▸ OPIS ZADANIA: Wymień wszystkie osoby, które fragment podaje z imienia i nazwiska.

▸ FRAGMENT:
= = = = = = =

„Top”? To się dopiero okaże

Portugalczyk Paulo Sousa został nowym selekcjonerem reprezentacji Polski. Jego kontrakt skończy się w tym roku. Dłużej niż rok w żadnym klubie nie pracował!

O wyborze następcy Jerzego Brzęczka opowiadał prezes PZPN Zbigniew Boniek na specjalnej tele-konferencji. Ze względu na koronawirusa odbyła się wyłącznie za pośrednictwem internetu. Przyznam, że jeszcze we wtorek najbardziej prawdopodobnym kandydatem wydawał mi się (od lat jeden z ulubieńców prezesa!) Marco Giampaolo, który akurat stracił pracę w klubie w tym samym dniu, co Brzęczek w kadrze. W aż tak wielkie zbiegi okoliczności nie wierzę, a jednak...

= = = = = = =

▸ Wiersze zbioru danych:
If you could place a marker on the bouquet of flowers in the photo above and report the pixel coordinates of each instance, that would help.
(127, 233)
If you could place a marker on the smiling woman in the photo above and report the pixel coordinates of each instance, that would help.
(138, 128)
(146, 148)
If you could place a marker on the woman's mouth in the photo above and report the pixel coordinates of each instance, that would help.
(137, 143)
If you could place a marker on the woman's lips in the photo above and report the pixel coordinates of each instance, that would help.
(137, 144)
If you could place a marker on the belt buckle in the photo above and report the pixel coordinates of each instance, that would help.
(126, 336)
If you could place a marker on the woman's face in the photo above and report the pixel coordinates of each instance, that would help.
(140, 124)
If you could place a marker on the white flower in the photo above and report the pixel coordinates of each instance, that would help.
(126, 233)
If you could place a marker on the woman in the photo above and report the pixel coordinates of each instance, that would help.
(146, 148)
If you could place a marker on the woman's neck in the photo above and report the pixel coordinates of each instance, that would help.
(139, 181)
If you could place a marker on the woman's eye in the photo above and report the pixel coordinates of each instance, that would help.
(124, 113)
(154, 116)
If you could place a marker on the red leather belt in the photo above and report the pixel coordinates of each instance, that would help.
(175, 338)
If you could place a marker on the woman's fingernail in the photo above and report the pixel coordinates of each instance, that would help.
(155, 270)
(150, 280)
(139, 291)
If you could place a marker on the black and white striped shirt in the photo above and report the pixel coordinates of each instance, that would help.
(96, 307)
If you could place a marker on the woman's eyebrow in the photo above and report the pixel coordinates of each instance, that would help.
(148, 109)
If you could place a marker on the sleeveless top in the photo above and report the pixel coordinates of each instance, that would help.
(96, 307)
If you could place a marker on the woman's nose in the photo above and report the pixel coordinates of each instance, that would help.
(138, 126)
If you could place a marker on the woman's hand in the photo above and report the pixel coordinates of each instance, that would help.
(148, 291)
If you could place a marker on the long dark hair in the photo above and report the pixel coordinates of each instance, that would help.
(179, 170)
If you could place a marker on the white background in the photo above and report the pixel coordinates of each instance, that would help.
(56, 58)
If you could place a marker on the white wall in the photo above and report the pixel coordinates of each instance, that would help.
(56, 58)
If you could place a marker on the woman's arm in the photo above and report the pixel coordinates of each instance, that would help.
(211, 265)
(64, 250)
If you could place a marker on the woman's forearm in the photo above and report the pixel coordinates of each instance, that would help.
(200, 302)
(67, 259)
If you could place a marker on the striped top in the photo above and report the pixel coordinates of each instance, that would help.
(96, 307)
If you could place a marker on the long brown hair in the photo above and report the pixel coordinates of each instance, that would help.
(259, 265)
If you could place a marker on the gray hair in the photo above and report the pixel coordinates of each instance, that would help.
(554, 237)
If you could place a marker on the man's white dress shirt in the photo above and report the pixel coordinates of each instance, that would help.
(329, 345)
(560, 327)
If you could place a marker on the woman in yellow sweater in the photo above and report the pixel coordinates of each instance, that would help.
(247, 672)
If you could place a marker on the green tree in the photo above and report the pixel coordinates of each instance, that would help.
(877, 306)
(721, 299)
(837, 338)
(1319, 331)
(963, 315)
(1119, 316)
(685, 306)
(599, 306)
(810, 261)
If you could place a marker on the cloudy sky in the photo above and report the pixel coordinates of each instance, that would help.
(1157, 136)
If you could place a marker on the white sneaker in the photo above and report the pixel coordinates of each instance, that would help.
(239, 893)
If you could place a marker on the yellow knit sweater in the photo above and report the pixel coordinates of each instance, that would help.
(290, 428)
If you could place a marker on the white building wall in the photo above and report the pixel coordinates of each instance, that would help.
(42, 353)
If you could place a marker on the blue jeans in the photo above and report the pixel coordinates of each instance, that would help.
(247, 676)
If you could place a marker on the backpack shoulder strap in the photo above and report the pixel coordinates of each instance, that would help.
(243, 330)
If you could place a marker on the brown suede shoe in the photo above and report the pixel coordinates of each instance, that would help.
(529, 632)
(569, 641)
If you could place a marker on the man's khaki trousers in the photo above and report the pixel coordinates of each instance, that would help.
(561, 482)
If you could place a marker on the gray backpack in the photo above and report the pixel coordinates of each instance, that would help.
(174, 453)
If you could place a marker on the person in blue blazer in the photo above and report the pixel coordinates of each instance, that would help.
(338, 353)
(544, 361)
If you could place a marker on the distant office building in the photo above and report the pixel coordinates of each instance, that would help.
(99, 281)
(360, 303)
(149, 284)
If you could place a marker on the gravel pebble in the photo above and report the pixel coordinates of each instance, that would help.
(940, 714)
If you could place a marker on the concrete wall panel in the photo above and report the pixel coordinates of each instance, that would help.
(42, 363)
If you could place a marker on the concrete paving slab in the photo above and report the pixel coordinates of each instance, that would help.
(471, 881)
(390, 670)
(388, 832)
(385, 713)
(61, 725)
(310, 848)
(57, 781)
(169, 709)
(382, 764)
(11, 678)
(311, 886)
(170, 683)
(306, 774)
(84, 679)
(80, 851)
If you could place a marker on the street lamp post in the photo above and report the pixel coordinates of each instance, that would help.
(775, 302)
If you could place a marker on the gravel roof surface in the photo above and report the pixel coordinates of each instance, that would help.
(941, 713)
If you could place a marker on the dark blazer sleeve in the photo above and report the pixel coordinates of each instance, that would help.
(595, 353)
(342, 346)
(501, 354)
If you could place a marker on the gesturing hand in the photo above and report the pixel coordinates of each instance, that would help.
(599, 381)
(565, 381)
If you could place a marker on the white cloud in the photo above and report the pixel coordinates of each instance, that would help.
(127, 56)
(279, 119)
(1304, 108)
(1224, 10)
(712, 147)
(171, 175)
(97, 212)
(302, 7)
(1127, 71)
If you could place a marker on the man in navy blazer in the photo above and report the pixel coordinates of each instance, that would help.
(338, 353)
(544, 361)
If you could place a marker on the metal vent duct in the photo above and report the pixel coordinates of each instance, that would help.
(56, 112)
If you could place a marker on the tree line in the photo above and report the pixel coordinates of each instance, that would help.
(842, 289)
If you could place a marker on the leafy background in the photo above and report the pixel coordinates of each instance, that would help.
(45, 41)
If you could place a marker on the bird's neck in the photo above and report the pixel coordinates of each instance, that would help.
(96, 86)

= = = = = = =

▸ WYNIK ĆWICZENIA: Paulo Sousa, Jerzy Brzęczek, Zbigniew Boniek, Marco Giampaolo